● **DOCUMENT EXTRACT**
Bartelstein v. Goodman, 340 Ill. App. 51 (1950)

Feb. 3, 1950 · Illinois Appellate Court · Gen. No. 45,057
340 Ill. App. 51

Albert Bartelstein and Benjamin Bartelstein, Appel-lees, v. Anna A. Goodman, Appellant.

Gen. No. 45,057.

Opinion filed February 3, 1950.

Released for publication March 24, 1950.

Sonnenschein, Berkson, Lautmann, Levinson & Morse, of Chicago, for appellant; Isaac E. Ferguson, of Chicago, of counsel.

*52Lederer, Livingston, Kahn & Adsit, of Chicago, for appellees; Leo H. Arnstein and Maurice B. Wolf, both of Chicago, of counsel.

Mr. Justice Feinberg

delivered' the opinion of the court.

Plaintiffs filed their complaint to enjoin the prosecution of a forcible entry and detainer action in the municipal court of Chicago, the latter action predicated upon the claimed right of defendant, as lessor, to declare a forfeiture of the lease entered into between plaintiffs, as lessees, and defendant, as lessor. A motion for a temporary injunction, as prayed for in the complaint, was met by written motion to dismiss the complaint, which challenged the jurisdiction of the superior court to enjoin prosecution of the forcible detainer action. Upon a hearing the court issued a temporary injunction, as prayed for in the complaint, from which injunction order defendant appeals.

● **WORK INSTRUCTIONS**
[1] Which justice delivered the court opinion?
[2] Reproduce the stretch of the court opinion from "Plaintiffs filed their" through "order defendant appeals.".
The records come from a different source than the court opinion.

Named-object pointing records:

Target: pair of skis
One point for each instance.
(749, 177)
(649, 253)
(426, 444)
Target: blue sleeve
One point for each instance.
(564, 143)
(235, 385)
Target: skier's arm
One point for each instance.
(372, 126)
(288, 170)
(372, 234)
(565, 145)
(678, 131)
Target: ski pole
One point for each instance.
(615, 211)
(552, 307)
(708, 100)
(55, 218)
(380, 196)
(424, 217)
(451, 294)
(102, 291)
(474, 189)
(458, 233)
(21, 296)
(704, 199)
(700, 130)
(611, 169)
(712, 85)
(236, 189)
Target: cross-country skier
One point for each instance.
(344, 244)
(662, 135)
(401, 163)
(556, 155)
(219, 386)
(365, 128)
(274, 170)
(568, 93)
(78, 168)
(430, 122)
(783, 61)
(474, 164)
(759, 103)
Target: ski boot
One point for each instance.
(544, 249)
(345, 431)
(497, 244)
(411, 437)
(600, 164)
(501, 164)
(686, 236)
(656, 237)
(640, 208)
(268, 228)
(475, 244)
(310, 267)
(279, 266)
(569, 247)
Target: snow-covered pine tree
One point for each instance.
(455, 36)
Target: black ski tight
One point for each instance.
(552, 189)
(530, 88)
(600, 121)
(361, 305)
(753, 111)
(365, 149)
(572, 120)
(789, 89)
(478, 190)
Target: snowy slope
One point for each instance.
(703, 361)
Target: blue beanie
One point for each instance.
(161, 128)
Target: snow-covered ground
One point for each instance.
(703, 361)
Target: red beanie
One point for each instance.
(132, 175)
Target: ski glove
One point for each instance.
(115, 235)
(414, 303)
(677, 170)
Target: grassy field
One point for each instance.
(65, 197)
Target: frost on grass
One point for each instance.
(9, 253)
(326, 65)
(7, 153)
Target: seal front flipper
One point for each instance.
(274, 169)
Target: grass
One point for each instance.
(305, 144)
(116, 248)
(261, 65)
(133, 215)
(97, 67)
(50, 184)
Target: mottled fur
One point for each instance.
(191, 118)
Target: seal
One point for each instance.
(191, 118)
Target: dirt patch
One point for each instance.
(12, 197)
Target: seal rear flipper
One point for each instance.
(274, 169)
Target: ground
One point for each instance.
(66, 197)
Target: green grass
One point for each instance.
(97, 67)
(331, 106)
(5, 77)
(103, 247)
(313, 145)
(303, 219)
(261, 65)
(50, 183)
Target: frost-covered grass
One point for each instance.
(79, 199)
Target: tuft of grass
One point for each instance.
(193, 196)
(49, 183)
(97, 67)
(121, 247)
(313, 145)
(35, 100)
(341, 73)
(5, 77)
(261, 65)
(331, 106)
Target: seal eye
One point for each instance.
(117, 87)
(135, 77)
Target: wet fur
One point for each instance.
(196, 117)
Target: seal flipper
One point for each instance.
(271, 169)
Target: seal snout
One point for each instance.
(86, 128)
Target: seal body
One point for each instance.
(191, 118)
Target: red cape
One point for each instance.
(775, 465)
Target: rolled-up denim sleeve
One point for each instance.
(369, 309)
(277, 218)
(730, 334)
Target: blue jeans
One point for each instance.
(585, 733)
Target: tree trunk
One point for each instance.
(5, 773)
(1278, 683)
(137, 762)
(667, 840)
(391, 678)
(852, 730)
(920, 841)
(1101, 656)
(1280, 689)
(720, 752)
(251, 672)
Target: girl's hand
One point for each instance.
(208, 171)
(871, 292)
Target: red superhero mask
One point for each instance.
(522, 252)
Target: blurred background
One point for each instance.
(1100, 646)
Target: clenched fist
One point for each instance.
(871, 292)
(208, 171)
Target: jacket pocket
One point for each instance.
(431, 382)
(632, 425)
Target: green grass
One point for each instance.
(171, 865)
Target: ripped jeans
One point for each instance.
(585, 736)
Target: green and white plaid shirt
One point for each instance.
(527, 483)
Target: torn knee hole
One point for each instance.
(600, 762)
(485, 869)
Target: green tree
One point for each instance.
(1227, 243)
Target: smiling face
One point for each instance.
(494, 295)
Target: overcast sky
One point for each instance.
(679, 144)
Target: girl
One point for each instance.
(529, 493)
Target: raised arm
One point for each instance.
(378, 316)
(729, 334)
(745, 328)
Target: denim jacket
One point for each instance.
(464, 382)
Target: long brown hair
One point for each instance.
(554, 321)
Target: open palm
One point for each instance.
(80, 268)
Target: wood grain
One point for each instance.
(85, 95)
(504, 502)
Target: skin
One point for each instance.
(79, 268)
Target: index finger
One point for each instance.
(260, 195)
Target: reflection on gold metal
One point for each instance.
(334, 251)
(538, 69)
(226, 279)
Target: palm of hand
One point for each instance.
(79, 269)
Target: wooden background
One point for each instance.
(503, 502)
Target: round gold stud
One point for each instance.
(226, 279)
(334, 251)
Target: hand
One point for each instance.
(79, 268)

● **WRITTEN ANSWERS**
[1] Mr. Justice Feinberg

[2]
Plaintiffs filed their complaint to enjoin the prosecution of a forcible entry and detainer action in the municipal court of Chicago, the latter action predicated upon the claimed right of defendant, as lessor, to declare a forfeiture of the lease entered into between plaintiffs, as lessees, and defendant, as lessor. A motion for a temporary injunction, as prayed for in the complaint, was met by written motion to dismiss the complaint, which challenged the jurisdiction of the superior court to enjoin prosecution of the forcible detainer action. Upon a hearing the court issued a temporary injunction, as prayed for in the complaint, from which injunction order defendant appeals.